Tivesse o livro de T. S. Eliot a página trezentos e cinquenta, e eu abri-lo-ia agora aí. Mas não, como o Erza Pound lhe cortou umas centenas de versos, The Waste Landfica muito aquém em quantidade de páginas. Quando a Europa vivia ainda um pós-guerra devastador com milhões de mortos, Eliot escreveu esse poema para escorar as ruínas da guerra e a sua própria ruína, criando um abismo na linguagem. Um século depois do que foi contado nesse livro, parece que estamos no mesmo lugar. Mas agora a guerra na Europa ainda mal começou.
João»
«Meu caro,
como queres fazer um texto sobre Veneza, deixa que te conte esta que encontrei num rodapé de um livro de ensaios do Seferis (tem três ou quatro ensaios sobre poesia impagáveis e cujo sumo não deixa de escorrer), uma informação que sempre me arrepiou. Traduzo (do castelhano): «Em 1687, um golpe de canhão do veneziano Francesco Morozzini (ou Morosini) fez voar pelos ares a parte central do Parténon». Portanto, o homem ter nascido no seio da beleza que em Veneza é patente não lhe acrescentou um mínimo de sensibilidade para o património alheio. O espírito dele era constituído por janelas cegas. É descoroçoador. Só nos resta insistir e insistir e insistir para que pelo menos alguns prefiram ser fuzilados a lesar o diamante alheio. Como diz o Seferis, adiante: “Pensamento humano e sensibilidade humana não significam nunca verdade pura, mas sim uma mescla de verdade e erro. Por isso é correcto que se mudem as opiniões, para que mude ao menos o erro, que nunca se encontrará ausente”. Conseguirmos mudar ao menos os erros, parece-me uma boa meta para o que nos propomos.

▶ _Objetivo indicado_: Cita na íntegra o texto sobre Eliot e Veneza, sem alterar nada. Estas linhas não fazem falta.

▶ _Dados guardados_:
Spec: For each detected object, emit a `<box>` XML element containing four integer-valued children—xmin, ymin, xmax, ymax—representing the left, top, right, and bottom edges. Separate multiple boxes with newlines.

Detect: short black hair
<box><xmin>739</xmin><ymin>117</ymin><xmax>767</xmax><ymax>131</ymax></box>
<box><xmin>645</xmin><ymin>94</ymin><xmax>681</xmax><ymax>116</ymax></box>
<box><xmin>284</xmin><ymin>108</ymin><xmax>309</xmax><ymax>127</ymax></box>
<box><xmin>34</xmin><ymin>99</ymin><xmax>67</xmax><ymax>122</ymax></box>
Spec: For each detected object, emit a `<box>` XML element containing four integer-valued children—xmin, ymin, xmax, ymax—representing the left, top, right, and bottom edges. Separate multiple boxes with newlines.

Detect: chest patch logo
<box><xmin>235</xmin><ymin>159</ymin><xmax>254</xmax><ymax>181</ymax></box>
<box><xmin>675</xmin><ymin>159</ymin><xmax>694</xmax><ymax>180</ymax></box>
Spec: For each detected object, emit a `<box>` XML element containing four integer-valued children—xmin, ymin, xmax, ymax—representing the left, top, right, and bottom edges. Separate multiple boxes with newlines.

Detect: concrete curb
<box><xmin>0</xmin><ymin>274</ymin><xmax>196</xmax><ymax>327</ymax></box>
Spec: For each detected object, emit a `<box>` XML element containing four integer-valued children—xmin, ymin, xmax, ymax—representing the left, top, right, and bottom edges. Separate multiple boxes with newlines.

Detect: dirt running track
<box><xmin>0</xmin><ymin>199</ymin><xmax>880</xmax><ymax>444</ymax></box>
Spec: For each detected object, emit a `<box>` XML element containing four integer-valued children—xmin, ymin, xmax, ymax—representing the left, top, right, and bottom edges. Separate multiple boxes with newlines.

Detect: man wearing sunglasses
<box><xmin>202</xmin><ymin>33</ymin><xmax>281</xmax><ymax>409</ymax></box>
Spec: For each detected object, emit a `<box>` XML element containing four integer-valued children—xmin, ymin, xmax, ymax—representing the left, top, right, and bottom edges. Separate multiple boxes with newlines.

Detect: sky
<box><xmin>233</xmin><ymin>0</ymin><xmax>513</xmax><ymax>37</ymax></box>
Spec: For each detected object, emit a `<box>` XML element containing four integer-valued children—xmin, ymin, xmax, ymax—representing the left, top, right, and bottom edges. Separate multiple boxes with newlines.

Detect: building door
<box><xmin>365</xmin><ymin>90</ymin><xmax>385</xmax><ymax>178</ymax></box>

▶ _Resultado do exercício_:
Tivesse o livro de T. S. Eliot a página trezentos e cinquenta, e eu abri-lo-ia agora aí. Mas não, como o Erza Pound lhe cortou umas centenas de versos, The Waste Landfica muito aquém em quantidade de páginas. Quando a Europa vivia ainda um pós-guerra devastador com milhões de mortos, Eliot escreveu esse poema para escorar as ruínas da guerra e a sua própria ruína, criando um abismo na linguagem. Um século depois do que foi contado nesse livro, parece que estamos no mesmo lugar. Mas agora a guerra na Europa ainda mal começou.
João»
«Meu caro,
como queres fazer um texto sobre Veneza, deixa que te conte esta que encontrei num rodapé de um livro de ensaios do Seferis (tem três ou quatro ensaios sobre poesia impagáveis e cujo sumo não deixa de escorrer), uma informação que sempre me arrepiou. Traduzo (do castelhano): «Em 1687, um golpe de canhão do veneziano Francesco Morozzini (ou Morosini) fez voar pelos ares a parte central do Parténon». Portanto, o homem ter nascido no seio da beleza que em Veneza é patente não lhe acrescentou um mínimo de sensibilidade para o património alheio. O espírito dele era constituído por janelas cegas. É descoroçoador. Só nos resta insistir e insistir e insistir para que pelo menos alguns prefiram ser fuzilados a lesar o diamante alheio. Como diz o Seferis, adiante: “Pensamento humano e sensibilidade humana não significam nunca verdade pura, mas sim uma mescla de verdade e erro. Por isso é correcto que se mudem as opiniões, para que mude ao menos o erro, que nunca se encontrará ausente”. Conseguirmos mudar ao menos os erros, parece-me uma boa meta para o que nos propomos.